Supplied information:
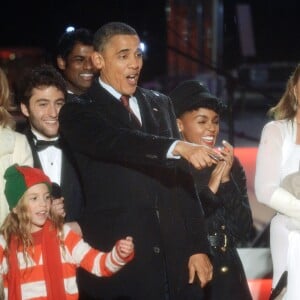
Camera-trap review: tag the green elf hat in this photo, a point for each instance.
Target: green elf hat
(19, 179)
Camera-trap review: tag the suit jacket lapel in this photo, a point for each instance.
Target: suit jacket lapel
(35, 156)
(111, 108)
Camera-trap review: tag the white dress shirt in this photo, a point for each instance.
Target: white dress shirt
(51, 159)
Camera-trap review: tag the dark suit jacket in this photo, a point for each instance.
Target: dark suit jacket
(132, 189)
(70, 183)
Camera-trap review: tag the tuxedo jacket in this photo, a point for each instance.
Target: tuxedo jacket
(131, 188)
(70, 182)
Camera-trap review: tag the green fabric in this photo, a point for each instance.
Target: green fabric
(15, 186)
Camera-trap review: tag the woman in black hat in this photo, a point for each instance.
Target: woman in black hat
(221, 189)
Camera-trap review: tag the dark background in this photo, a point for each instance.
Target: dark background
(40, 23)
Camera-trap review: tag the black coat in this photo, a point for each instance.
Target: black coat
(227, 212)
(70, 182)
(131, 189)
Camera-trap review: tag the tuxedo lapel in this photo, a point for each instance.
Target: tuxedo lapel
(111, 108)
(35, 156)
(148, 113)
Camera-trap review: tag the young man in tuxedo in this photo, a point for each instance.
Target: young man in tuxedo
(42, 95)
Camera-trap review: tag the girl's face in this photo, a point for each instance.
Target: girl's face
(38, 201)
(200, 126)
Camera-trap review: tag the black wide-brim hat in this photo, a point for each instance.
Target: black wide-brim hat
(192, 94)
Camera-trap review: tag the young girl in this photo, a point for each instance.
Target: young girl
(38, 254)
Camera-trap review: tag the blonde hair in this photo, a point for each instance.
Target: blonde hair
(6, 119)
(17, 225)
(286, 108)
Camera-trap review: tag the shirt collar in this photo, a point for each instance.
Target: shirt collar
(110, 89)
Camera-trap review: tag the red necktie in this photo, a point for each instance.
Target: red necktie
(125, 101)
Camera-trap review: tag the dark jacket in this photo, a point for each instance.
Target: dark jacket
(131, 189)
(70, 182)
(229, 222)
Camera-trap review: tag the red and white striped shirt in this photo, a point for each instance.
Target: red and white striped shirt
(76, 253)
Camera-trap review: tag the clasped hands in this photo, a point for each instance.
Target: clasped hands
(199, 156)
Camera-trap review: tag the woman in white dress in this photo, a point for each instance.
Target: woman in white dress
(14, 147)
(278, 156)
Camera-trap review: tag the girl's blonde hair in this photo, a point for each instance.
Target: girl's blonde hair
(17, 224)
(286, 108)
(6, 119)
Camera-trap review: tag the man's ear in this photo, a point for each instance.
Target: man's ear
(24, 110)
(179, 125)
(61, 63)
(97, 60)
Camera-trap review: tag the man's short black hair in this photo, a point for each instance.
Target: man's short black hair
(69, 39)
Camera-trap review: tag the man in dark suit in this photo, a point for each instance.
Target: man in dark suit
(127, 159)
(42, 94)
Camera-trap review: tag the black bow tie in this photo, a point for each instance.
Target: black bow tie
(42, 145)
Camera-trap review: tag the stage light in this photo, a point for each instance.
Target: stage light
(70, 29)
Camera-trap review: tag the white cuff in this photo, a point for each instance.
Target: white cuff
(285, 203)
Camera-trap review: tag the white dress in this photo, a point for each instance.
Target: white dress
(278, 156)
(14, 148)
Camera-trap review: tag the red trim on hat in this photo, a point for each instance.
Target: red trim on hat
(33, 176)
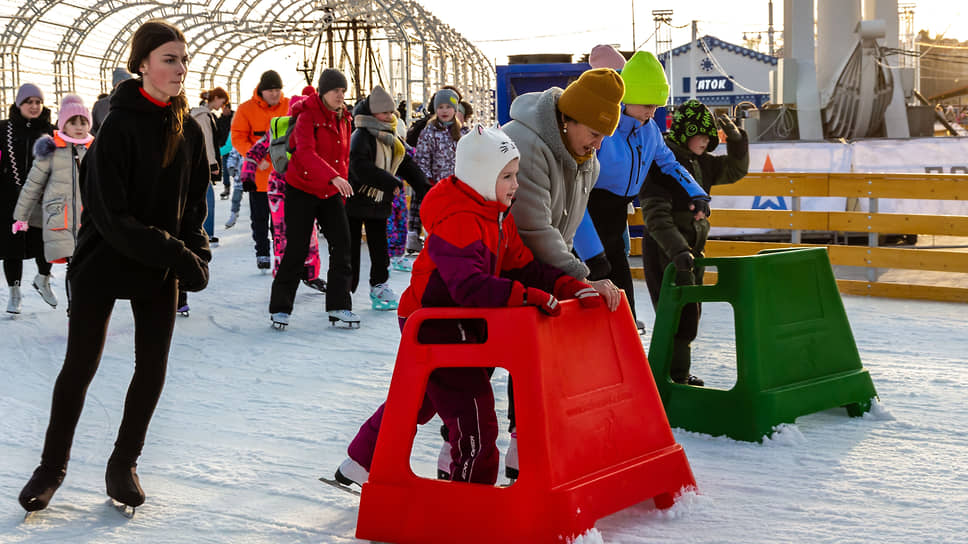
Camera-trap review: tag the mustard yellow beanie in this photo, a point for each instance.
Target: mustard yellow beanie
(594, 100)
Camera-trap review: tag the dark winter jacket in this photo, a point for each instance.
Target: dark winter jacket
(321, 139)
(665, 205)
(17, 137)
(142, 222)
(473, 256)
(373, 186)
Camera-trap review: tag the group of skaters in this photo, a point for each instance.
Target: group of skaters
(524, 215)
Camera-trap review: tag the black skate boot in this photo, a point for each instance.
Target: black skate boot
(40, 488)
(122, 483)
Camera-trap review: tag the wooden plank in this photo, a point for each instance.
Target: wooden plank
(896, 223)
(877, 257)
(875, 289)
(919, 186)
(776, 184)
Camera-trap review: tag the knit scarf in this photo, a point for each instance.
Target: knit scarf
(389, 149)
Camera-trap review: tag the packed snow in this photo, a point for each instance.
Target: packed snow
(251, 417)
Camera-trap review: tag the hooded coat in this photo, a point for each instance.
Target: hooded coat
(17, 137)
(251, 122)
(53, 188)
(321, 142)
(473, 255)
(373, 186)
(553, 194)
(139, 217)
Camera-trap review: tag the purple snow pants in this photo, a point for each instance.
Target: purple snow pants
(465, 402)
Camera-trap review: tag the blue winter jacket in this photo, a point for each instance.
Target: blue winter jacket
(625, 159)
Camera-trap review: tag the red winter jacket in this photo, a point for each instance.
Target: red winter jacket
(321, 139)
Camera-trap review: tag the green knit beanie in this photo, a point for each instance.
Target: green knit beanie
(692, 117)
(645, 81)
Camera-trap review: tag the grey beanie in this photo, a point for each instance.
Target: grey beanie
(331, 79)
(26, 91)
(381, 101)
(119, 75)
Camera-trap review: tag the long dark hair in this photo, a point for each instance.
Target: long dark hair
(150, 36)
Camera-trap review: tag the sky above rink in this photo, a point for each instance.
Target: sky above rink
(507, 27)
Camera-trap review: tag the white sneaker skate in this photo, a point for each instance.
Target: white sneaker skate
(383, 298)
(42, 285)
(14, 304)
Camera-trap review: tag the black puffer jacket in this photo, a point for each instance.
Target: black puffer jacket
(17, 137)
(365, 175)
(140, 219)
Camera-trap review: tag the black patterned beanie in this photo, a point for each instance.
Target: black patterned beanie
(692, 118)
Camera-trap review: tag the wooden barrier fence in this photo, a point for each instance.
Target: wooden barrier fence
(867, 186)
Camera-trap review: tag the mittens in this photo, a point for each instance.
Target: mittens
(543, 300)
(568, 287)
(192, 271)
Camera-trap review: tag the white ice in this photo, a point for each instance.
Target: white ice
(250, 417)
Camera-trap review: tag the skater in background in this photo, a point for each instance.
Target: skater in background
(29, 120)
(378, 155)
(277, 208)
(316, 187)
(53, 183)
(473, 258)
(435, 153)
(674, 231)
(141, 238)
(250, 123)
(625, 158)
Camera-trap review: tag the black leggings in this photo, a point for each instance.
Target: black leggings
(376, 243)
(154, 318)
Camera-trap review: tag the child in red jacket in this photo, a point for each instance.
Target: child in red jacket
(473, 257)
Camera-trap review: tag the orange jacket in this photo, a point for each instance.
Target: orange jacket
(251, 122)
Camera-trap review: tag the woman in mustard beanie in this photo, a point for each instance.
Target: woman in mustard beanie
(558, 132)
(625, 159)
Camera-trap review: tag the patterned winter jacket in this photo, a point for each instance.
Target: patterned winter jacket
(53, 187)
(473, 257)
(436, 151)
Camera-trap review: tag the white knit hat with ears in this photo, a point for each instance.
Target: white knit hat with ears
(481, 155)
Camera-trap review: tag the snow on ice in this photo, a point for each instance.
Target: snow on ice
(250, 417)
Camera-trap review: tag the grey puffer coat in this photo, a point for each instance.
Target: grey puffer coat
(553, 187)
(52, 188)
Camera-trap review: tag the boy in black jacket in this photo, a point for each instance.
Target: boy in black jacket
(673, 232)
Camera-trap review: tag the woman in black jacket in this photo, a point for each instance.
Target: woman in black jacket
(29, 120)
(143, 183)
(378, 163)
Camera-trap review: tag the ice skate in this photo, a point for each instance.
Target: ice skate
(318, 284)
(344, 318)
(14, 303)
(401, 264)
(280, 320)
(42, 285)
(414, 242)
(40, 488)
(123, 485)
(511, 459)
(383, 298)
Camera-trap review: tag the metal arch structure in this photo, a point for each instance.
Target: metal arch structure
(394, 42)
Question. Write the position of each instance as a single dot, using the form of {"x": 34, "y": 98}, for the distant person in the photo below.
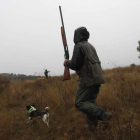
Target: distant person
{"x": 87, "y": 65}
{"x": 46, "y": 73}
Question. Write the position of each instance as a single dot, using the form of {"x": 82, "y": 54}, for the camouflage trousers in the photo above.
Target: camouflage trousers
{"x": 85, "y": 101}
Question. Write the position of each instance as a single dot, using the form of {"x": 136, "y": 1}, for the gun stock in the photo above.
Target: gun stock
{"x": 66, "y": 74}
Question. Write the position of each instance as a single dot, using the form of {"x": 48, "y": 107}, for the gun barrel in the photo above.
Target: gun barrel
{"x": 63, "y": 24}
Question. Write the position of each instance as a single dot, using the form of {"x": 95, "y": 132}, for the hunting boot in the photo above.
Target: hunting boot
{"x": 105, "y": 117}
{"x": 92, "y": 123}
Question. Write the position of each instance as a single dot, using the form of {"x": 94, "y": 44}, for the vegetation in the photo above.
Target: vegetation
{"x": 14, "y": 77}
{"x": 120, "y": 95}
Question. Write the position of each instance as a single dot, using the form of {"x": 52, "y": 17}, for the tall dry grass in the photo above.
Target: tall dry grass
{"x": 120, "y": 95}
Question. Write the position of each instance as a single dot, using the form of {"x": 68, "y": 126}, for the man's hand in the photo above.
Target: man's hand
{"x": 65, "y": 62}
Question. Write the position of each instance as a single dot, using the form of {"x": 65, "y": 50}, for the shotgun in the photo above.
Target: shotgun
{"x": 66, "y": 70}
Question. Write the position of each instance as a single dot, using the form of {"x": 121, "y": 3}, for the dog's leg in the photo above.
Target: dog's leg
{"x": 29, "y": 120}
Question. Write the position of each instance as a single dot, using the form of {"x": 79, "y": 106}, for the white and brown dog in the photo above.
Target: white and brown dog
{"x": 33, "y": 112}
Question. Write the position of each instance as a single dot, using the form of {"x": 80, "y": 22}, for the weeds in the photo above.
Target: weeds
{"x": 120, "y": 95}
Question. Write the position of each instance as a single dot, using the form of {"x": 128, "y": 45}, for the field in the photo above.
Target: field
{"x": 120, "y": 95}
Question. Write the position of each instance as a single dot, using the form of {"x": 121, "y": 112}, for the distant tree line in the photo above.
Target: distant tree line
{"x": 17, "y": 77}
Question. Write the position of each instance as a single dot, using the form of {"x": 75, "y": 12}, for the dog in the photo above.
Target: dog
{"x": 33, "y": 112}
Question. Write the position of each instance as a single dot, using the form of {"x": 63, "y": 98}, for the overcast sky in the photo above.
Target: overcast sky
{"x": 30, "y": 37}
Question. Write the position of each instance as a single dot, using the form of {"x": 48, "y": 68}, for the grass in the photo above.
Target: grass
{"x": 120, "y": 95}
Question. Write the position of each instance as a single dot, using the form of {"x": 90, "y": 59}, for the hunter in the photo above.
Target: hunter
{"x": 87, "y": 65}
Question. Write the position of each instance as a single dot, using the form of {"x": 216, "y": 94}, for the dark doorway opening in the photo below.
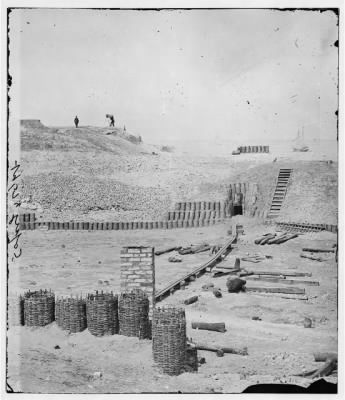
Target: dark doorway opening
{"x": 238, "y": 210}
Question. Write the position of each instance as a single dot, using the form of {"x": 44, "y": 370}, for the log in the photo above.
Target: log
{"x": 318, "y": 250}
{"x": 223, "y": 350}
{"x": 240, "y": 352}
{"x": 219, "y": 352}
{"x": 325, "y": 356}
{"x": 167, "y": 250}
{"x": 304, "y": 255}
{"x": 283, "y": 240}
{"x": 191, "y": 300}
{"x": 216, "y": 326}
{"x": 282, "y": 235}
{"x": 254, "y": 260}
{"x": 257, "y": 241}
{"x": 266, "y": 239}
{"x": 200, "y": 249}
{"x": 217, "y": 272}
{"x": 291, "y": 290}
{"x": 217, "y": 293}
{"x": 282, "y": 280}
{"x": 326, "y": 369}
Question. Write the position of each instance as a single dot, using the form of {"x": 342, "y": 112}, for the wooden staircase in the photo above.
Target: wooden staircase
{"x": 280, "y": 192}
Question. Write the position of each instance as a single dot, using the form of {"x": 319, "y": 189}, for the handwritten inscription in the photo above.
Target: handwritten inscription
{"x": 13, "y": 233}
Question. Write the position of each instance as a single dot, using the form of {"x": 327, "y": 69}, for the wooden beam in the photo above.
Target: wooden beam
{"x": 208, "y": 326}
{"x": 278, "y": 273}
{"x": 282, "y": 280}
{"x": 318, "y": 250}
{"x": 290, "y": 290}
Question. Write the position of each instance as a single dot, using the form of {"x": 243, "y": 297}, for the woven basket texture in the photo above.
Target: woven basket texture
{"x": 70, "y": 313}
{"x": 191, "y": 363}
{"x": 102, "y": 314}
{"x": 16, "y": 310}
{"x": 169, "y": 339}
{"x": 39, "y": 308}
{"x": 134, "y": 314}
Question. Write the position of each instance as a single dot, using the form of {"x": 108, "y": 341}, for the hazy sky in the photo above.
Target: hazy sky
{"x": 254, "y": 74}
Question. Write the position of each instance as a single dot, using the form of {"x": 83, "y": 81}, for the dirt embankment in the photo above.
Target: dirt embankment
{"x": 96, "y": 174}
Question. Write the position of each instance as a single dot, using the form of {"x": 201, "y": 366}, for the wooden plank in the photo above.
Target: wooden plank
{"x": 278, "y": 273}
{"x": 291, "y": 290}
{"x": 210, "y": 263}
{"x": 282, "y": 280}
{"x": 318, "y": 250}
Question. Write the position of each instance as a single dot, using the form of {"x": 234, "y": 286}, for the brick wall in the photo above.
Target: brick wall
{"x": 138, "y": 271}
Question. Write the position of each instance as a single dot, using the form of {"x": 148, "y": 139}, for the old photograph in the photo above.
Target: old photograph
{"x": 172, "y": 200}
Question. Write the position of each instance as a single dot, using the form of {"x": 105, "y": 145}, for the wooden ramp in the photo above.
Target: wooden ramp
{"x": 280, "y": 192}
{"x": 179, "y": 283}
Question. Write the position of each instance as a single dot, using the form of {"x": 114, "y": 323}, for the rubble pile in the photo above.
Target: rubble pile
{"x": 75, "y": 193}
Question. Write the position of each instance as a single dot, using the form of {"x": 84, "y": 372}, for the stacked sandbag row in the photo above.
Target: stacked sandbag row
{"x": 101, "y": 313}
{"x": 253, "y": 149}
{"x": 199, "y": 206}
{"x": 305, "y": 227}
{"x": 93, "y": 226}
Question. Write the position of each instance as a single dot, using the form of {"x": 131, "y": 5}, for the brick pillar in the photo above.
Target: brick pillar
{"x": 138, "y": 271}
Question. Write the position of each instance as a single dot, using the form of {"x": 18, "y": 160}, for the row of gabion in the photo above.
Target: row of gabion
{"x": 169, "y": 340}
{"x": 106, "y": 314}
{"x": 102, "y": 313}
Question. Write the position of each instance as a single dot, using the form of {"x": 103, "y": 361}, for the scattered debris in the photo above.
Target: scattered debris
{"x": 167, "y": 250}
{"x": 281, "y": 273}
{"x": 220, "y": 351}
{"x": 282, "y": 279}
{"x": 272, "y": 238}
{"x": 290, "y": 290}
{"x": 235, "y": 284}
{"x": 325, "y": 356}
{"x": 222, "y": 269}
{"x": 307, "y": 323}
{"x": 194, "y": 249}
{"x": 97, "y": 375}
{"x": 217, "y": 293}
{"x": 311, "y": 257}
{"x": 174, "y": 259}
{"x": 207, "y": 287}
{"x": 318, "y": 250}
{"x": 216, "y": 326}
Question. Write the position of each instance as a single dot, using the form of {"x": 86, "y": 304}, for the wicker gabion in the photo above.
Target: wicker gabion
{"x": 70, "y": 313}
{"x": 134, "y": 314}
{"x": 169, "y": 339}
{"x": 39, "y": 308}
{"x": 102, "y": 314}
{"x": 16, "y": 311}
{"x": 191, "y": 363}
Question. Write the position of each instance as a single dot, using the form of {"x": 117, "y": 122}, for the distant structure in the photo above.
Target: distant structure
{"x": 299, "y": 142}
{"x": 111, "y": 119}
{"x": 31, "y": 123}
{"x": 253, "y": 149}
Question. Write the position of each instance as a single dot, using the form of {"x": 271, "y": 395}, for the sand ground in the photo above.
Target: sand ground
{"x": 278, "y": 346}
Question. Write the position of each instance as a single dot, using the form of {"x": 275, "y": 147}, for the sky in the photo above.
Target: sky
{"x": 252, "y": 74}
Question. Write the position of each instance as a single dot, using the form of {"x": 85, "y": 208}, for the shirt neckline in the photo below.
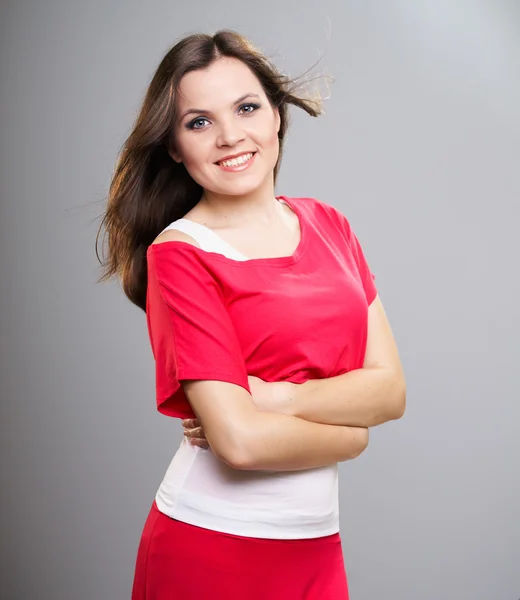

Task details: When copying from the data above, begin at the line containing "person in the photo below." and end at the line containing "leg in the photo above."; return those lines exactly and leave all pictures behind.

Result of this exercise:
Question. Write the position of each instance as a single dot, using the form of {"x": 34, "y": 98}, for the distant person in the photo below.
Target: distant person
{"x": 87, "y": 65}
{"x": 46, "y": 73}
Question. Write the position of each instance as a single dot, using the form of {"x": 82, "y": 54}, for the camouflage trousers in the photo above.
Target: camouflage trousers
{"x": 85, "y": 101}
Question. Write the position of each instance as a single dot, using the form of {"x": 136, "y": 1}, for the gun stock in the photo above.
Target: gun stock
{"x": 66, "y": 74}
Question. Write the position of each instance as a single dot, using the form of {"x": 48, "y": 107}, for the gun barrel in the photo above.
Target: gun barrel
{"x": 63, "y": 24}
Question. Write the position of each instance as a single dot, using the form of {"x": 95, "y": 132}, for the hunting boot in the photo above.
Target: hunting boot
{"x": 105, "y": 117}
{"x": 92, "y": 123}
Question. Write the position of each instance as a single dot, using the form of {"x": 94, "y": 44}, for the vegetation in the photo above.
Target: vegetation
{"x": 14, "y": 77}
{"x": 120, "y": 95}
Question. Write the position of each instance as a single dot, using the form of {"x": 52, "y": 17}, for the tall dry grass in the photo above.
Target: tall dry grass
{"x": 120, "y": 95}
Question. Write the position of each instance as a single dot, using the form of {"x": 68, "y": 126}, for the man's hand in the photo above.
Target: man's hand
{"x": 65, "y": 62}
Question. Write the position of each instance as a single dot, using the form of {"x": 65, "y": 50}, for the shotgun in the photo above.
Target: shotgun
{"x": 66, "y": 70}
Question. Write the position of each instance as a single dot, using the form of {"x": 121, "y": 3}, for the dog's leg in the photo above.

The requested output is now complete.